- [Given task]
Extract every line below word for word, leaving out any pictures.

- [Records]
* * *
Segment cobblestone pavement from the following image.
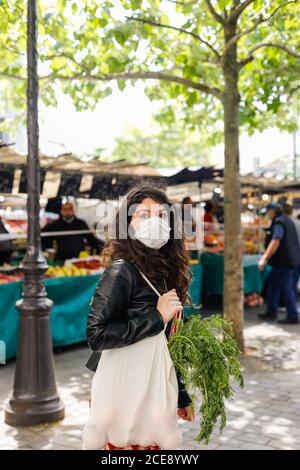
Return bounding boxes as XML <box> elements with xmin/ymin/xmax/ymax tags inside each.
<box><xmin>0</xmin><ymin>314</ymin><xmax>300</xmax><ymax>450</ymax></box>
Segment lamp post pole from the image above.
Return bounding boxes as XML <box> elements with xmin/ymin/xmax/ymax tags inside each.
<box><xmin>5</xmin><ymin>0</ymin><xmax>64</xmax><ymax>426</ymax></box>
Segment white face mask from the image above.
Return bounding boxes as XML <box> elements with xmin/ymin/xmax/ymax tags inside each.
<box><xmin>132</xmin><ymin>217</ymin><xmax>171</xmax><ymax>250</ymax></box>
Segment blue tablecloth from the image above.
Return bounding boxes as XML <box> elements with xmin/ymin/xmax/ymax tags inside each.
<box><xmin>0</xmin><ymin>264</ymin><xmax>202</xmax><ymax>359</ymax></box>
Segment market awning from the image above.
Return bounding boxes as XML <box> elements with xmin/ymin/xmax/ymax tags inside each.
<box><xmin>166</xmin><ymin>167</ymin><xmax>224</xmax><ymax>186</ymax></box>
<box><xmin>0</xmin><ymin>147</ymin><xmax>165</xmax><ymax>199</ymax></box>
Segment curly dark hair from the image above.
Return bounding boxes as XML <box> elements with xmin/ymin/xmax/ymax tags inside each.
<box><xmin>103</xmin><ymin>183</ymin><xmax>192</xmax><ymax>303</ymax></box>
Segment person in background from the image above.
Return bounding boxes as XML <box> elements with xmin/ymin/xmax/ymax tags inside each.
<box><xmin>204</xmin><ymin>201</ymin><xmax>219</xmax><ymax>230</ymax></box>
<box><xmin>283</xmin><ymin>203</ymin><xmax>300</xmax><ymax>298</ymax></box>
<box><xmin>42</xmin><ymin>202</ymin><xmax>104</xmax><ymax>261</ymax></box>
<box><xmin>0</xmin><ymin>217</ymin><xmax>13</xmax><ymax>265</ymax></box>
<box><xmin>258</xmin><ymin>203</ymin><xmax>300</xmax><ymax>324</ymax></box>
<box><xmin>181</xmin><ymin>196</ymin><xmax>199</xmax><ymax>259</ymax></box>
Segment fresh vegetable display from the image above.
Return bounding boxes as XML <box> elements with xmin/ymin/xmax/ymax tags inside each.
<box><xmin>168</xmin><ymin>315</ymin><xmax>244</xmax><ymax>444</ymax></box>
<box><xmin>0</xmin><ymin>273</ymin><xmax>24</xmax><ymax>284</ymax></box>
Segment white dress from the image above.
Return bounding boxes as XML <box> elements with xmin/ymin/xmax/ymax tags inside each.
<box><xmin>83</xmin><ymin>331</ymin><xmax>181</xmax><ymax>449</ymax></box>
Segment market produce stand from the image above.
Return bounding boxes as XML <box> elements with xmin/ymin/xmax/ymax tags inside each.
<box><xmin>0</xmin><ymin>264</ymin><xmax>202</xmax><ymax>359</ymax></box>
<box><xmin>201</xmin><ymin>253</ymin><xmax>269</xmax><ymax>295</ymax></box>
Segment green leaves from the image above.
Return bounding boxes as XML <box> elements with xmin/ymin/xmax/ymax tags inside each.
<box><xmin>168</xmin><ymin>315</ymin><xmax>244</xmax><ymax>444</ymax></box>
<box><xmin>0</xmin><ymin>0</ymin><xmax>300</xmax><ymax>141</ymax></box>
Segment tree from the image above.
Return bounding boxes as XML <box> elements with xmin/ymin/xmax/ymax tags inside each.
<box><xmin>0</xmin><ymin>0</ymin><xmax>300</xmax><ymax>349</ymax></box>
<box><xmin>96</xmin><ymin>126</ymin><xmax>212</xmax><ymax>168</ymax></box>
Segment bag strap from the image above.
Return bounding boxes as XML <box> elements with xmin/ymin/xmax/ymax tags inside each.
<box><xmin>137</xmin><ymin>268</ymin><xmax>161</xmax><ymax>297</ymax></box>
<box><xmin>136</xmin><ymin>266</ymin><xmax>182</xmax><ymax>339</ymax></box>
* * *
- [Result of this exercise]
Segment cobblestone pavement from the following image.
Return bounding boxes as XML <box> elements with xmin/ymin/xmax/ymax tags inside each.
<box><xmin>0</xmin><ymin>314</ymin><xmax>300</xmax><ymax>450</ymax></box>
Segment lamp post pole from the image above.
Return bounding boxes as XML <box> elements with xmin/ymin/xmax/ymax tags inside each.
<box><xmin>5</xmin><ymin>0</ymin><xmax>64</xmax><ymax>426</ymax></box>
Segment white face mask from the image above.
Return bounding boxes as XML <box> elements with xmin/ymin/xmax/ymax tags inside each.
<box><xmin>132</xmin><ymin>217</ymin><xmax>171</xmax><ymax>250</ymax></box>
Segment blue tablecloth from the image above.
Return bounding boxes as XML <box> elements with xmin/ymin/xmax/ymax tags inside each.
<box><xmin>0</xmin><ymin>264</ymin><xmax>202</xmax><ymax>359</ymax></box>
Segment market awning from the image above.
Return bounding boxes as XML <box> elements with xmin/ymin/xmax/ymax tags inside each.
<box><xmin>166</xmin><ymin>167</ymin><xmax>224</xmax><ymax>186</ymax></box>
<box><xmin>0</xmin><ymin>147</ymin><xmax>165</xmax><ymax>199</ymax></box>
Segment curly dark hair from the image above.
Return bounding boxes as XML <box> elements with xmin/ymin/xmax/ymax tags inside each.
<box><xmin>103</xmin><ymin>183</ymin><xmax>192</xmax><ymax>303</ymax></box>
Segment person in background from the image above.
Return bounding boxes as XML <box> elements with xmin/ymin/xmax/ymax tags inside each.
<box><xmin>204</xmin><ymin>201</ymin><xmax>219</xmax><ymax>230</ymax></box>
<box><xmin>283</xmin><ymin>203</ymin><xmax>300</xmax><ymax>298</ymax></box>
<box><xmin>42</xmin><ymin>202</ymin><xmax>104</xmax><ymax>261</ymax></box>
<box><xmin>0</xmin><ymin>217</ymin><xmax>13</xmax><ymax>265</ymax></box>
<box><xmin>258</xmin><ymin>203</ymin><xmax>300</xmax><ymax>324</ymax></box>
<box><xmin>181</xmin><ymin>196</ymin><xmax>199</xmax><ymax>259</ymax></box>
Segment fresh vegetable display from the image above.
Return bounding boxes as XML <box> elements with xmin/ymin/xmax/ymax tags inside each.
<box><xmin>168</xmin><ymin>315</ymin><xmax>244</xmax><ymax>444</ymax></box>
<box><xmin>0</xmin><ymin>273</ymin><xmax>24</xmax><ymax>284</ymax></box>
Segment white dress from the image above.
Return bounding boxes as XML <box> elements with xmin/ymin/xmax/ymax tags inside each.
<box><xmin>83</xmin><ymin>331</ymin><xmax>181</xmax><ymax>449</ymax></box>
Segment market produce stand from the image above.
Return bounding boxes as XML <box> elements with xmin/ymin/xmax/ymax tags inside each.
<box><xmin>0</xmin><ymin>264</ymin><xmax>202</xmax><ymax>359</ymax></box>
<box><xmin>201</xmin><ymin>253</ymin><xmax>269</xmax><ymax>295</ymax></box>
Segment green leaves from the image above.
Return bounding boxes as XML <box> elements with xmin/ymin/xmax/ymax tags inside each.
<box><xmin>168</xmin><ymin>315</ymin><xmax>244</xmax><ymax>444</ymax></box>
<box><xmin>0</xmin><ymin>0</ymin><xmax>300</xmax><ymax>141</ymax></box>
Segment tree from the image above.
Return bounding boxes as XML <box> elements with xmin/ymin/xmax/ymax tags inside each.
<box><xmin>0</xmin><ymin>0</ymin><xmax>300</xmax><ymax>349</ymax></box>
<box><xmin>96</xmin><ymin>126</ymin><xmax>212</xmax><ymax>168</ymax></box>
Segment bag strap from the image above.
Return bounding boxes as XML <box> elements with xmin/ymin/xmax/ymax tags inside each.
<box><xmin>137</xmin><ymin>268</ymin><xmax>161</xmax><ymax>297</ymax></box>
<box><xmin>136</xmin><ymin>266</ymin><xmax>182</xmax><ymax>339</ymax></box>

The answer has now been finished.